SHORT PROBLEM - Reproduce the data below word for word, from the line containing "of the green" through the last line of the data.
-------- ITEMS --------
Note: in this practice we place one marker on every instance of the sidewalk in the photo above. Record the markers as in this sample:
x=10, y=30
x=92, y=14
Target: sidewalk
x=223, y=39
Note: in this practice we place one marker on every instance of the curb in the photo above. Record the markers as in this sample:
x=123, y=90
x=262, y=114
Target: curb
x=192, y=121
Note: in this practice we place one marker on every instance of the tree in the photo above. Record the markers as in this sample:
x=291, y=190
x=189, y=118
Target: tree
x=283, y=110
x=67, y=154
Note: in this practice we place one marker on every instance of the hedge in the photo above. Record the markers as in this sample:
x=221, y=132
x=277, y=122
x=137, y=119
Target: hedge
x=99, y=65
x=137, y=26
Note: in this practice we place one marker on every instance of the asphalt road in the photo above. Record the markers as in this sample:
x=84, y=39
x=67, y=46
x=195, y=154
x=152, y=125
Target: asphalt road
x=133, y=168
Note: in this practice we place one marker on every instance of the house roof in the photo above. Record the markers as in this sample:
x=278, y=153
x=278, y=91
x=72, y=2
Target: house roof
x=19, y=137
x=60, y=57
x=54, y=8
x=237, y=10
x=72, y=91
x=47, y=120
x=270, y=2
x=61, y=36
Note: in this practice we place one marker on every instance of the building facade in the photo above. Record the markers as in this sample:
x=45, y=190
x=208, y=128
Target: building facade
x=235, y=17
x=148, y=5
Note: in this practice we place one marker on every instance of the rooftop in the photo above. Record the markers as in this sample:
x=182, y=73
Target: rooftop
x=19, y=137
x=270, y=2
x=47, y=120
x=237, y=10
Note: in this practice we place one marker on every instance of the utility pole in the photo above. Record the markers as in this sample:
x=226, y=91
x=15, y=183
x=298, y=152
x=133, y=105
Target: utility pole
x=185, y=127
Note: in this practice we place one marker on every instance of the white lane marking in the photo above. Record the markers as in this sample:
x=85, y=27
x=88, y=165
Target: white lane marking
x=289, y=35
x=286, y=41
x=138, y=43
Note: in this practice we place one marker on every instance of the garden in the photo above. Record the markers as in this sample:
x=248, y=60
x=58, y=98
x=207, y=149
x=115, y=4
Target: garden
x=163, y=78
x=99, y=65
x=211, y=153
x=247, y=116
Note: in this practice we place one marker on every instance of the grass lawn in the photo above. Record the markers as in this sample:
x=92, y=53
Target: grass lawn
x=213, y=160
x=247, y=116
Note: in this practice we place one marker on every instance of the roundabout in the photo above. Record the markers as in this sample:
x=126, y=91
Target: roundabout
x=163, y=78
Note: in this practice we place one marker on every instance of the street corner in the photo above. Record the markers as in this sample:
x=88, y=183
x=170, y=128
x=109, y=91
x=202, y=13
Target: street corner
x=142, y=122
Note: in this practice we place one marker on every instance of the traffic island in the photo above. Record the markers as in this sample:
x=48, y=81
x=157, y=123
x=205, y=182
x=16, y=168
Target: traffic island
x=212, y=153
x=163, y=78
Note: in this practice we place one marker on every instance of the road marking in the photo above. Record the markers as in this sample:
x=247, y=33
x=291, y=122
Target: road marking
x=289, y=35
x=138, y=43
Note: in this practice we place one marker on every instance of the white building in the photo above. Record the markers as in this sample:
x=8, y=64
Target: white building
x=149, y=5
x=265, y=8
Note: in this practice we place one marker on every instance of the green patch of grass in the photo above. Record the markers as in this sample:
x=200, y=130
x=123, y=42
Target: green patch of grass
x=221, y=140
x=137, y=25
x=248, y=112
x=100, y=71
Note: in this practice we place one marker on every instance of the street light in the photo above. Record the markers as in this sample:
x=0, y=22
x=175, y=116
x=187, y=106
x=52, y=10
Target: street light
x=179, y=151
--------
REPLY TO THE TASK -
Note: in this practice we place one marker on every instance of the green patch of grass in the photo above. Record the markers as in this sample:
x=200, y=130
x=123, y=42
Target: green patch of grass
x=221, y=140
x=137, y=25
x=248, y=112
x=100, y=71
Note: in this practice we place one marker on every instance of the street light in the photo above. Record the markers as in this sample:
x=0, y=22
x=175, y=116
x=187, y=106
x=52, y=10
Target: street light
x=179, y=151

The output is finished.